* Data supplied *
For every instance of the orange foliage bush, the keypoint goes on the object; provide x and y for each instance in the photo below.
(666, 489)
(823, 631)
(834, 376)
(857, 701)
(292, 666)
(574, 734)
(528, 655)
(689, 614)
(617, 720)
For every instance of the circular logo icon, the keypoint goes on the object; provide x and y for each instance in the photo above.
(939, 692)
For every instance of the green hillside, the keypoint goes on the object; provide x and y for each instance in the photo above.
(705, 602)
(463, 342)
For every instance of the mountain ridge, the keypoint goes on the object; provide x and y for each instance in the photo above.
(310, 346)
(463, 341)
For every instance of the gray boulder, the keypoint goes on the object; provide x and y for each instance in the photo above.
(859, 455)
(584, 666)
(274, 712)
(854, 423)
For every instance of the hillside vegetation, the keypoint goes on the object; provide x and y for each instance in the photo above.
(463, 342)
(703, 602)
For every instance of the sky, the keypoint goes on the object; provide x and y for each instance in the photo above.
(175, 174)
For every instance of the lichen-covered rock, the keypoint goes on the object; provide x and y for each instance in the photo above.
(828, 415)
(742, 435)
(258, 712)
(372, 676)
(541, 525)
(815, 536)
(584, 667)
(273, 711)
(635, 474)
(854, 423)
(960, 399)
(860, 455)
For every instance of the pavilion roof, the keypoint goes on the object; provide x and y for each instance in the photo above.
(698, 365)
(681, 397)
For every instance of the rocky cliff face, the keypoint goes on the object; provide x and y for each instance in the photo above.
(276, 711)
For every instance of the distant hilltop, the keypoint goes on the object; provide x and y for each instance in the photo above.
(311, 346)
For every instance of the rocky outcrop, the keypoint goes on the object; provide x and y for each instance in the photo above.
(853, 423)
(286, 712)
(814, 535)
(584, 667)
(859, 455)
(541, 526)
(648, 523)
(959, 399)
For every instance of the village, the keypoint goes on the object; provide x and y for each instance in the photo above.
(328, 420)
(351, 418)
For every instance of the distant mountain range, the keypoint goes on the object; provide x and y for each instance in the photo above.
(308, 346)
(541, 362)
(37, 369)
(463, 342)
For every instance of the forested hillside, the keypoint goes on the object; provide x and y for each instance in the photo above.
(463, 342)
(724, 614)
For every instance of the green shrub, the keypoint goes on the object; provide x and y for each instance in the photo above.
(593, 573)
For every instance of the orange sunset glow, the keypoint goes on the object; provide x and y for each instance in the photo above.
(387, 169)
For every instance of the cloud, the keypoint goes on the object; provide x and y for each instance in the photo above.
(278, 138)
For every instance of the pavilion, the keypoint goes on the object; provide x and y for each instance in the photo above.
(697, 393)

* Directions for this task *
Transcribe the full listing above without leaving anything out.

* Solution for this task *
For every instance of the orange foliage bush, the keypoint goes on the object; provide x and y for each instance in the photo below.
(666, 489)
(823, 631)
(834, 376)
(857, 701)
(292, 666)
(574, 734)
(528, 655)
(689, 614)
(617, 720)
For every instance of the circular logo icon, the keypoint goes on the object; provide x and y for each instance in the photo above.
(939, 692)
For every instance of the green hillside, the keypoint goes on the object; provide x and y for each instance in the photo above.
(705, 602)
(463, 342)
For every instance of the mountain ridge, the keypoint goes on the object; provide x and y for each instance in the photo above.
(310, 346)
(463, 341)
For every instance of the gray boulder, the keypoint goes on the object; provide x and y for each instance in the photo above.
(859, 455)
(584, 666)
(274, 712)
(854, 423)
For every instance of the hillside vegetation, the keypoint goes on the object; provide x and y for each instance in the photo above.
(463, 342)
(703, 602)
For every instance of the sky, the keypoint goes on the object; provide x and y for each instance in the photo above.
(175, 174)
For every instance of the lichen-covered rock, the keypoint goes on the object; provide x and y for each instance in the photo above.
(828, 415)
(742, 435)
(258, 712)
(372, 676)
(541, 525)
(815, 536)
(584, 667)
(273, 711)
(635, 474)
(854, 423)
(960, 399)
(860, 455)
For every instance of the pavilion roof, the keypoint goes on the object; provide x and y for each instance in the photo above.
(698, 365)
(681, 397)
For every instance of the rocky cliff face, the keypoint goes on the object; provide x and y for each instance in the photo above.
(276, 711)
For every instance of the distant hilltop, the keypoint goes on the object; provide x and y for each instance in the photo above.
(311, 346)
For every instance of the rocky outcrop, the keypoint goes on the object; provide x and y for each instance in the photo above.
(853, 423)
(286, 712)
(814, 535)
(584, 667)
(859, 455)
(541, 526)
(648, 523)
(959, 399)
For every instance of the village, the keypoint goes on the object; provide x and y for each instance in the photo above.
(328, 420)
(351, 418)
For every instance of the distant mountain range, the keypoint goes on the object; provide x and y for each instance in the photo above.
(308, 346)
(541, 362)
(37, 369)
(463, 342)
For every instance of the forested hillside, the keypoint goes on the object; provide x and y for each instance in the photo above.
(463, 342)
(724, 614)
For every instance of the green shrub, the keypoint goes on the object; provide x and y for each instance in the photo above.
(593, 573)
For every instance of the orange sunset glow, the keypoint goes on the object; provide x and y for each instance in the photo above.
(387, 169)
For every instance of the cloud, the keypoint goes on the object; provide x and y for each instance in the photo above.
(278, 138)
For every instance of the pavilion, the keypoint goes on the object; provide x and y for each instance in the photo above.
(697, 393)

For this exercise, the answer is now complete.